* [DESCRIPTION OF THE TASK]: Continue the contributor biographies from the Virginia Literary Journal below, beginning after their final sentence.

Virginia Literary Journal


David Black lives in Louisa, Virginia. At the University of Virginia, he worked on Plume & Sword, a literary magazine. He has published widely in regional magazines such as Now & Then, Zone 3, Tar River Poetry, and Appalachian Journal, and is the former poetry editor of English Journal. He has published two poetry collections: Some Task, Long Forgotten and Other Poems (2000, o.p.) and The Clown in the Tent (2010, Amazon). He is currently working on a third poetry collection tentatively entitled Aspects of a Crosscut Saw, and an essay collection.

Dee Bowlin lives in Roanoke, Virginia, surrounded by the inspirational Blue Ridge Mountains. Her poetry has been published in Encore, Golden Words, Red Earth Revisited, Artemis, and Virginia Literary Journal. Her songs have been performed on stage, and her photographs published in Artemis and Virginia Literary Journal. Dee was honored as 2011 Poetry Society of Oklahoma Poet Laureate and is currently a member of Southwest Virginia Songwriters Association and Roanoke Valley Christian Writers.

Linda Dove wrote poems as a young person in England. But life, careers in teaching, universities and, for the last 20 years, international development assistance put academic and technical writing foremost. In 2005, big changes in her life stimulated Linda’s poetic sensibilities once again. In 2009, she moved from Northern Virginia to the central Shenandoah Valley just outside Harrisonburg. She finds that poetry as a literary vehicle helps her express the inspiration she finds in the Valley’s natural beauty, its history, and its changing, diverse cultures. Linda did not have a formal training in poetry, especially American poetry, but she is an avid learner about the history of poetry, and poetic styles and forms, and she loves to experiment. In the last six years, Linda has shared her poems with her local poet friends. She formed and facilitates a monthly poetry-writing group in Harrisonburg where we share our poems and give constructive feedback. She also regularly attends writing and poetry events in Staunton and Waynesboro, and occasionally in Charlottesville and Hollins University. Encouraged by fellow writers, Linda is now exploring her potential for publication in high quality magazines.

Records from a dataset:
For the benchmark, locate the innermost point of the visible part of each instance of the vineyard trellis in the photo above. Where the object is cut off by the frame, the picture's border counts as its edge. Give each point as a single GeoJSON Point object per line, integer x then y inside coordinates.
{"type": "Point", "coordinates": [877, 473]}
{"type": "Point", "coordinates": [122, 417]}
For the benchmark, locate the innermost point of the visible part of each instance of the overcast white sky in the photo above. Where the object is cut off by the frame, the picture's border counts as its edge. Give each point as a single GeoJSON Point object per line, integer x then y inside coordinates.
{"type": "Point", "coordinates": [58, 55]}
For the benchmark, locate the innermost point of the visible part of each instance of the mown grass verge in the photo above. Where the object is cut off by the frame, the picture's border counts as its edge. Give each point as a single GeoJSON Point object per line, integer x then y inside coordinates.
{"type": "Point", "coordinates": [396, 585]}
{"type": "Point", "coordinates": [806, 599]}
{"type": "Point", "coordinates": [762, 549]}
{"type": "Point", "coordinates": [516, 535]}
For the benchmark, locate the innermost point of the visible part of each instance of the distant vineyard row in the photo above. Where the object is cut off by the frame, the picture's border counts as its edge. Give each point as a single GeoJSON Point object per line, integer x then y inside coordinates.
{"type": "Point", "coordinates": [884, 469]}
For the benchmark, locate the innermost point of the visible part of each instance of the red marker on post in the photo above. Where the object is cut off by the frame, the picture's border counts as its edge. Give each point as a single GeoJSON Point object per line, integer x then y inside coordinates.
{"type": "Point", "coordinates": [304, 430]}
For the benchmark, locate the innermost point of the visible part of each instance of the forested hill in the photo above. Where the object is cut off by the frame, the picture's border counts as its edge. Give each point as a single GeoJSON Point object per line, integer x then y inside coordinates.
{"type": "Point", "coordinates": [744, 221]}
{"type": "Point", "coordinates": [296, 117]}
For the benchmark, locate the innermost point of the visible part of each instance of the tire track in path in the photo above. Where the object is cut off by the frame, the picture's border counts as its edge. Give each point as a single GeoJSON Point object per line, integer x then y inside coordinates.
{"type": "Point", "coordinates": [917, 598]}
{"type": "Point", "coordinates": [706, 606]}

* [EXERCISE OUTPUT]:
Lois Holden lives on the sunrise side of the Blue Ridge Mountains in Nelson County, Virginia. She started writing poems as a child and has continued to write poetry and short stories since those early efforts. She has worked as a publisher, technical writer, book editor and newsletter editor. Her entry, “Old Sukie and Me,” won first prize in the 2013 Fralin Museum of Art (University of Virginia) Writer’s Eye competition in the university/adult prose category and her short story, "An Ordinary Day," received an honorable mention in the 2014 Writers' Eye competition. The short story “The Hearing Aide” won honorable mention in the Blue Ridge Writers Chapter 2014 writing contest; in 2015, her short story, "Target Practice," won third place in the Blue Ridge Writers contest. She is a member of the Lonesome Mountain Pros(e) Writers Workshop, the Blue Ridge Writers Chapter of the Virginia Writers Club and the Virginia Writers Club.

Sarah E N Kohrs creates written and visual art that seeks a unique perspective on how surroundings kindle hope in even a disparaged heart. She has poetry published in Crosswinds Poetry Journal, From the Depths, and Poetry from the Valley of Virginia; and photography in Blueline Literary Magazine and Virginia Literary Journal. Life experiences that bolster her artistic pursuits include homeschooling three sons, creating pottery for local Empty Bowl soup suppers, managing The Sow's Ear Poetry Review, directing Corhaven Graveyard—an historical slave cemetery recently preserved—and more. SENK received a BA, with majors in Archaeology and Classical Languages, from The College of Wooster and holds a VA state teaching license, endorsed in Latin and Visual Arts. She lives in Shenandoah Valley, Virginia. Find her online at

Daniel Pravda earned his MFA at George Mason University and returned home to teach at Norfolk State. His poetry has recently appeared in Vine Leaves, The American Dissident, Dos Passos Review, Gihon River Review, Poetica, Asinine,, and Solo Novo. He has published one book, A Bird in the Hand Is a Dumb Bird, in 2011. He also fronts a rock band called “The Dunes.”

Susan Pepper Robbins lives in rural Virginia. Her second novel was published this summer by Holland House Books in London, There Is Nothing Strange. Her collection of stories came out in 2014, Nothing But The Weather. Her first novel won the Virginia Prize and was published by Random House. She teaches writing at Hampden-Sydney College.

Trey Spencer was born in Abingdon, Virginia, and currently lives in Charlottesville.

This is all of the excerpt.